Records from a data collection:
= Beginning of Section =

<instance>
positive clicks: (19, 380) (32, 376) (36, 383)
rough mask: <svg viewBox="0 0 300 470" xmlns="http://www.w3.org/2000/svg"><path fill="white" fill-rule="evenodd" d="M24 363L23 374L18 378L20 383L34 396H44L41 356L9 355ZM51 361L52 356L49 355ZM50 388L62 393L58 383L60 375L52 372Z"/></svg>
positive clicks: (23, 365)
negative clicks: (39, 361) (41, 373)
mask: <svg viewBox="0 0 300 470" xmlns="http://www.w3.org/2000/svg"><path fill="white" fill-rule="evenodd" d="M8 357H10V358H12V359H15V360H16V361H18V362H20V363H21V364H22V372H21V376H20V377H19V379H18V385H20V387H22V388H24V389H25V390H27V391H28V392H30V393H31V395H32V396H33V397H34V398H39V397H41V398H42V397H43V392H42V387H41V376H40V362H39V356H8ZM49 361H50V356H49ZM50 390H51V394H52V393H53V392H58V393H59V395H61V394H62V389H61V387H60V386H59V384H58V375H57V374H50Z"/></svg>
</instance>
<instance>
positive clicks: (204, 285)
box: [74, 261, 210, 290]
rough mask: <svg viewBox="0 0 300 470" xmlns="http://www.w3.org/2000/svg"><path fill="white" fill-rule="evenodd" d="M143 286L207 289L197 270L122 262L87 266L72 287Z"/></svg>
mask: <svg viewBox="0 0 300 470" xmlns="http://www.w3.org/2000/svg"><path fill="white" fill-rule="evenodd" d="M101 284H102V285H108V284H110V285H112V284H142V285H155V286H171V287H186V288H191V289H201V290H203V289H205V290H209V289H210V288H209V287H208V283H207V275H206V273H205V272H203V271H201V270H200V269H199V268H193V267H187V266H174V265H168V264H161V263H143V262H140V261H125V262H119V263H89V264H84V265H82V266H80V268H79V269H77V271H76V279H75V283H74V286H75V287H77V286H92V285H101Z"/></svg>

= End of Section =
= Beginning of Section =

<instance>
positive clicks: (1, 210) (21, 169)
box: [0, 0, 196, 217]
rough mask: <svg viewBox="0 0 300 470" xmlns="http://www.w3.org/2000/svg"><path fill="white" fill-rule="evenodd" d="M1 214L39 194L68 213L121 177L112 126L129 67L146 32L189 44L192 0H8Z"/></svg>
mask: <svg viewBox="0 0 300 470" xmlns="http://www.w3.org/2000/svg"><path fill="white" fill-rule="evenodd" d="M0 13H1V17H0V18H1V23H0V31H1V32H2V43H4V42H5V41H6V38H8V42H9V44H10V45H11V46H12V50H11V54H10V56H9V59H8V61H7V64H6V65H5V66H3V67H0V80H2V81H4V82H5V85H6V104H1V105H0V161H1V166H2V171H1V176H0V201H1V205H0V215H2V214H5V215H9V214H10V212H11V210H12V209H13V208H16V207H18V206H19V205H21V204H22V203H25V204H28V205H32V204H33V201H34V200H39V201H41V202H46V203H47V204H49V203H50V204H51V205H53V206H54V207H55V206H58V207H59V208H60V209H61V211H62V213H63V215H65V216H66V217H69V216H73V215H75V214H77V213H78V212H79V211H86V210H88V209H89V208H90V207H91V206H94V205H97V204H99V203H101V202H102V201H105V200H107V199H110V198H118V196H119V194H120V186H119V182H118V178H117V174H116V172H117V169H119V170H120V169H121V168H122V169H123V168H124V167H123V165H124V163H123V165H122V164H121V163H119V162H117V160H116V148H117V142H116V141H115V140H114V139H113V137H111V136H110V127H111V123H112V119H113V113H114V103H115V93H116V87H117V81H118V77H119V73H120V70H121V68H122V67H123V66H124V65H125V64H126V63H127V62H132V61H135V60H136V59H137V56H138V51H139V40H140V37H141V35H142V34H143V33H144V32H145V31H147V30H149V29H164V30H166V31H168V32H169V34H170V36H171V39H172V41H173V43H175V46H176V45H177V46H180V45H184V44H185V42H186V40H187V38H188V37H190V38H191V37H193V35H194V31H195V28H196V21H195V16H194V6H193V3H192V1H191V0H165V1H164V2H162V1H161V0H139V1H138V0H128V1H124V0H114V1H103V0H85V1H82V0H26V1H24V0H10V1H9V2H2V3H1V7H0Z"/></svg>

= End of Section =

How many lines of the data above contain the string "positive"? Reply with the number only.

_Expected answer:_
4